### WHAT IS REQUIRED:
Each line of the material must be returned exactly.
(Beginning of EXERCISE MATERIAL)
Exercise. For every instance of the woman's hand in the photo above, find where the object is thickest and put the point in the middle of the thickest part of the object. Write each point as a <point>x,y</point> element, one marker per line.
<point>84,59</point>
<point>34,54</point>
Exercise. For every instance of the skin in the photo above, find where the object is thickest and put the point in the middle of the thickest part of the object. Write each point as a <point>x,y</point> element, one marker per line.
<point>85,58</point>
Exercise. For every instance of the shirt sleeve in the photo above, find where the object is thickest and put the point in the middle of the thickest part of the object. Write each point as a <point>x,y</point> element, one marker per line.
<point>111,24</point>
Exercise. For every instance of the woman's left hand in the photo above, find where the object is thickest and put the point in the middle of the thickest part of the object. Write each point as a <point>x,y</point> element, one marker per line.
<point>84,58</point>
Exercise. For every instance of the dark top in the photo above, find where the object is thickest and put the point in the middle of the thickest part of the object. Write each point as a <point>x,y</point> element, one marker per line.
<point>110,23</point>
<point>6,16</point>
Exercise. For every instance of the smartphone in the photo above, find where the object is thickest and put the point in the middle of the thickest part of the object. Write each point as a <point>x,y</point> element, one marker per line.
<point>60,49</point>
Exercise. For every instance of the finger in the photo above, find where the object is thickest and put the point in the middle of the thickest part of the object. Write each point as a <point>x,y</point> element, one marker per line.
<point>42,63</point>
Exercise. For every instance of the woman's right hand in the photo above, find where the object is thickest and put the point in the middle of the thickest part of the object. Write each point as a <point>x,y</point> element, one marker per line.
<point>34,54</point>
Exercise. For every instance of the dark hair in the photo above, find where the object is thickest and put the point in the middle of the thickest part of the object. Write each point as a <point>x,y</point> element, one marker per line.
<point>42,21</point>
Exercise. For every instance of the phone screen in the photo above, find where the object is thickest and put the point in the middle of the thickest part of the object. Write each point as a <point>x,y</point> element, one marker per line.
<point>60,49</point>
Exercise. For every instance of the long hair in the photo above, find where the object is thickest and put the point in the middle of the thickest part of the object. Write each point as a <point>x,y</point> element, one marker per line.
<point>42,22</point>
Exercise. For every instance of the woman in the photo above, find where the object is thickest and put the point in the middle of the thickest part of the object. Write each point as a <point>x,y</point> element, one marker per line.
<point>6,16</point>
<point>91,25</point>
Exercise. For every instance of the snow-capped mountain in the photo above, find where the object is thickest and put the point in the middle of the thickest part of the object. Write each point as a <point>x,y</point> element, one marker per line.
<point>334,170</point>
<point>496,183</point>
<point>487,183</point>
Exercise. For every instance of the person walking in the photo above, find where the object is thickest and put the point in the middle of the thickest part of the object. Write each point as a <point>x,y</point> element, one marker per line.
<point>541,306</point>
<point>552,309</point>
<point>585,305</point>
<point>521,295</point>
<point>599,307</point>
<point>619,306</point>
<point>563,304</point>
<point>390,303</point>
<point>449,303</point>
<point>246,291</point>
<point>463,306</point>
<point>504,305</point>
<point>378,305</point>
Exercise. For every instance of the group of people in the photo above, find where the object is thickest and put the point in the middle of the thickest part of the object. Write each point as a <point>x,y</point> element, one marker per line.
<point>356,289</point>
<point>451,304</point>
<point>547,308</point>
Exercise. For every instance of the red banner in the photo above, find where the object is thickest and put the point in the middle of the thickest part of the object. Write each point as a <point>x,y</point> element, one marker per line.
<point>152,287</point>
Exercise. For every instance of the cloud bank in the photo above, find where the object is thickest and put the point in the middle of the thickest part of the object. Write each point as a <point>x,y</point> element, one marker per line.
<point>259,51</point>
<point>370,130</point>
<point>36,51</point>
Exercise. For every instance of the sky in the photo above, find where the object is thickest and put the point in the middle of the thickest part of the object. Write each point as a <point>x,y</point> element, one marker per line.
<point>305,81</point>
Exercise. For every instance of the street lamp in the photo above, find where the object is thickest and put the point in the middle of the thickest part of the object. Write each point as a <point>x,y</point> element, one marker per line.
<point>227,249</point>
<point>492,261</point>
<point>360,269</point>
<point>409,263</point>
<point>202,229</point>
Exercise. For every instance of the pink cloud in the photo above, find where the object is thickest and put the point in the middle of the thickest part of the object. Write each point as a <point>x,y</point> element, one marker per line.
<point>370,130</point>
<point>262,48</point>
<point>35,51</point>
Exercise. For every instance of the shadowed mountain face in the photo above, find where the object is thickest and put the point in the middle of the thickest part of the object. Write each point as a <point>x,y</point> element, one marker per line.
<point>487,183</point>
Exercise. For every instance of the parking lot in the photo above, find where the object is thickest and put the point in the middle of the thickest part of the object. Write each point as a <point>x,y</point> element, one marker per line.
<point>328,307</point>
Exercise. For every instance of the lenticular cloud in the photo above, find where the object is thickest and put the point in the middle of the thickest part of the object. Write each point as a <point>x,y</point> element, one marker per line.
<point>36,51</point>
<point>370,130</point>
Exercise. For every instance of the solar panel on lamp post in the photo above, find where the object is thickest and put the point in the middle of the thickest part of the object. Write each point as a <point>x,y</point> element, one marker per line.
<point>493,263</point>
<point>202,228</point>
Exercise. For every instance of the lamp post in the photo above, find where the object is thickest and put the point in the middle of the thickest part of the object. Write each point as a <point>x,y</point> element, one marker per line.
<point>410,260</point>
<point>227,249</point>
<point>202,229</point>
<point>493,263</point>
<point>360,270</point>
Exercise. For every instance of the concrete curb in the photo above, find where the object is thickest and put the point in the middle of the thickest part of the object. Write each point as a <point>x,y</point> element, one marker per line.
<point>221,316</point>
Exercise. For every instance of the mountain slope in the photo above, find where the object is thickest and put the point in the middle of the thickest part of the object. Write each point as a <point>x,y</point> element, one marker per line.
(End of EXERCISE MATERIAL)
### SOLUTION:
Exercise. For every instance of the woman's hand in the photo above, find where the object is thickest and put the point in the middle of the thickest part of the object. Write each point as a <point>x,y</point> element, one marker per line.
<point>84,59</point>
<point>34,54</point>
Exercise. For every instance of the skin in the photo above, find where the object is thickest and put the point in the middle of the thickest part of the object. Write each point as a <point>x,y</point> element, one marker per line.
<point>85,58</point>
Exercise. For every instance of the shirt sleeve in the photo above, find where the object is thickest and put the point in the middle of the thickest part of the object. Write each point as a <point>x,y</point> element, one marker per line.
<point>111,24</point>
Exercise. For every instance of the woman's left hand in the photo above, find where the object is thickest and put the point in the middle of the thickest part of the object. Write each point as a <point>x,y</point> element, one marker per line.
<point>84,58</point>
Exercise. For every instance of the dark top in the photo above, find where the object is thickest and put the point in the middle of the thickest part of the object. Write each point as a <point>x,y</point> element, one marker per line.
<point>110,23</point>
<point>6,16</point>
Exercise. For every instance of the smartphone in the photo above, find where the object is thickest and put the point in the middle of the thickest part of the object. Write each point as a <point>x,y</point> element, one marker per line.
<point>60,49</point>
Exercise. For every instance of the finger in the photo above, find where the object is thickest and put the point in the middle of the thickest part of the object. Write each point as a <point>x,y</point> element, one marker per line.
<point>42,63</point>
Exercise. For every instance of the woman's right hand in the photo above, find where the object is thickest and put the point in the middle of the thickest part of the object. Write each point as a <point>x,y</point> element, one marker per line.
<point>34,54</point>
Exercise. For every instance of the dark hair in the photo above, find where the object is thickest and put the point in the middle of the thickest part of the object. Write each point as a <point>x,y</point> element, one marker per line.
<point>42,21</point>
Exercise. For every instance of the phone screen in the photo above, find where the object is thickest and put the point in the middle of the thickest part of the object. Write each point as a <point>x,y</point> element, one marker per line.
<point>60,49</point>
Exercise. For every instance of the long hair in the photo above, find where the object is thickest and put the point in the middle of the thickest part of the object. Write each point as a <point>x,y</point> element, one marker per line.
<point>42,22</point>
Exercise. For every instance of the woman in the photo above, find where the object is thickest and put the point in the middle of the thickest part of the object. Write each point as a <point>x,y</point> element, one marker per line.
<point>6,16</point>
<point>91,25</point>
Exercise. For every instance of the snow-capped mountain in the photo above, find where the object is thickest and put the point in the middle of the thickest part of the object. Write each point as a <point>x,y</point> element, one marker per line.
<point>334,170</point>
<point>496,183</point>
<point>487,183</point>
Exercise. For every instance of the person walking in the photo above, find where the object is thickest and put the point in the middle of the thickest part of the object. Write each point as a <point>x,y</point> element, one marker per line.
<point>541,306</point>
<point>552,309</point>
<point>585,305</point>
<point>521,295</point>
<point>599,307</point>
<point>619,306</point>
<point>563,304</point>
<point>390,303</point>
<point>449,303</point>
<point>246,291</point>
<point>463,306</point>
<point>504,305</point>
<point>378,305</point>
Exercise. For every instance of the group of people in the photo above, find where the object is thickest and put the point in the middle of the thickest part of the object. Write each point as a <point>x,y</point> element, one marker per line.
<point>356,289</point>
<point>451,304</point>
<point>547,308</point>
Exercise. For every instance of the red banner in the photo above, find where the object is thickest and put the point in the middle of the thickest part of the object. Write each point as a <point>x,y</point> element, one marker per line.
<point>152,287</point>
Exercise. For every instance of the cloud bank in the photo above, find where the object is thickest and put the point in the middle of the thickest part of the object. Write each point as a <point>x,y</point> element, one marker per line.
<point>259,51</point>
<point>370,130</point>
<point>36,51</point>
Exercise. For every instance of the sky in the photo above, find where the object is thickest and put the point in the middle of the thickest part of the object. Write each point as a <point>x,y</point> element, one marker per line.
<point>305,81</point>
Exercise. For every instance of the street lamp in the photo above, find where the object is thickest and put the point in the middle of the thickest part of the object. Write each point as a <point>x,y</point> element, one marker per line.
<point>227,249</point>
<point>492,261</point>
<point>360,269</point>
<point>409,263</point>
<point>202,229</point>
Exercise. For every instance of the pink cloud in the photo above, find where the object is thickest and put the point in the middle of the thickest part of the object. Write each point as a <point>x,y</point> element, one marker per line.
<point>370,130</point>
<point>262,48</point>
<point>35,51</point>
Exercise. For every instance of the shadowed mountain face in the photo above, find where the object is thickest and put the point in the middle of the thickest part of the object. Write each point as a <point>x,y</point> element, one marker per line.
<point>487,183</point>
Exercise. For every instance of the parking lot in the photo above, find where the object is thickest and put the point in the middle of the thickest part of the object. Write each point as a <point>x,y</point> element, one marker per line.
<point>328,307</point>
Exercise. For every instance of the lenticular cloud in the photo above, find where the object is thickest and put the point in the middle of the thickest part of the object. Write each point as a <point>x,y</point> element, one marker per line.
<point>36,51</point>
<point>370,130</point>
Exercise. For every instance of the solar panel on lamp post in the photo above, find where the object is thickest and put the point in the middle of the thickest part of the object. Write each point as a <point>x,y</point> element, one marker per line.
<point>493,263</point>
<point>202,228</point>
Exercise. For every instance of the lamp post in the photo above, find where the object is thickest and put the point in the middle of the thickest part of the object. Write each point as a <point>x,y</point> element, one marker per line.
<point>410,260</point>
<point>227,249</point>
<point>202,229</point>
<point>493,263</point>
<point>360,270</point>
Exercise. For every instance of the concrete curb in the photo above, find where the object is thickest and put the point in the middle of the thickest part of the object. Write each point as a <point>x,y</point> element, one marker per line.
<point>221,316</point>
Exercise. For every instance of the mountain slope in the photo above, find where the object is thickest and put the point in the middle of the thickest part of the object. Write each point as a <point>x,y</point> element, one marker per line.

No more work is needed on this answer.